■ Task instructions ■
Output the records without any changes, from the beginning of the records through the line holding "[(55, 116), (614, 93), (232, 107)]", with that line included.

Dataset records
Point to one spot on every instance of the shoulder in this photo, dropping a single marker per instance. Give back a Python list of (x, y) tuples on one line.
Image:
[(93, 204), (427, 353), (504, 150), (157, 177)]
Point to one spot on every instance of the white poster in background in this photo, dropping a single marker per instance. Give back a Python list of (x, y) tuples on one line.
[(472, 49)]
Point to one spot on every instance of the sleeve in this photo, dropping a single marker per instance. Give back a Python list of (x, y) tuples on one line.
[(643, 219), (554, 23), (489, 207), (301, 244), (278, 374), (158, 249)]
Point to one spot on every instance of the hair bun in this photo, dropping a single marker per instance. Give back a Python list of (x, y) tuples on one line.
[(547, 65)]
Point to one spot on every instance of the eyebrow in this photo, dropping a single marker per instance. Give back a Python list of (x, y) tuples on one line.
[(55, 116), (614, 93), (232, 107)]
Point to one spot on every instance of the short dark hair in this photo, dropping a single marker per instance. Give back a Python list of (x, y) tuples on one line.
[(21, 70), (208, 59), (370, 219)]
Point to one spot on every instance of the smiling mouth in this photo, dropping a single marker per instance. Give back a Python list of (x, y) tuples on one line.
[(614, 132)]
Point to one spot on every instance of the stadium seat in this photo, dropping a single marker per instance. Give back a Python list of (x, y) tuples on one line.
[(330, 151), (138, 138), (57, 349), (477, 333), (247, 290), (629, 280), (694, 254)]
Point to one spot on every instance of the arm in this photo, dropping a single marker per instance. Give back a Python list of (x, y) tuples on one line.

■ Full answer ■
Point to one spot on every instance of the shoulder in this photo, dropping a single marker per instance. Give back a Python list of (x, y) tuples on one line.
Image:
[(93, 204), (427, 353), (504, 150), (157, 177)]
Point to one spot on every instance of the white poster in background in this photo, dropping a single marker per instance. Give back a Python list of (x, y) tuples on one line.
[(472, 49)]
Point to one spot on every instance of the sleeve in this photo, dropping a single marker per instance. Give back a Python list of (x, y) tuples on one line.
[(643, 219), (554, 23), (489, 207), (301, 244), (278, 374), (158, 249)]
Point to one spot on every instance of the hair bun in this photo, dropping a single marker per instance. Give back a Python list of (x, y) tuples on one line.
[(547, 65)]
Point to one spot on every instance of the eyebrow in this photo, dropping a single marker per instance. Give back a Python list of (x, y) tuples on one line.
[(55, 116), (614, 93), (232, 107)]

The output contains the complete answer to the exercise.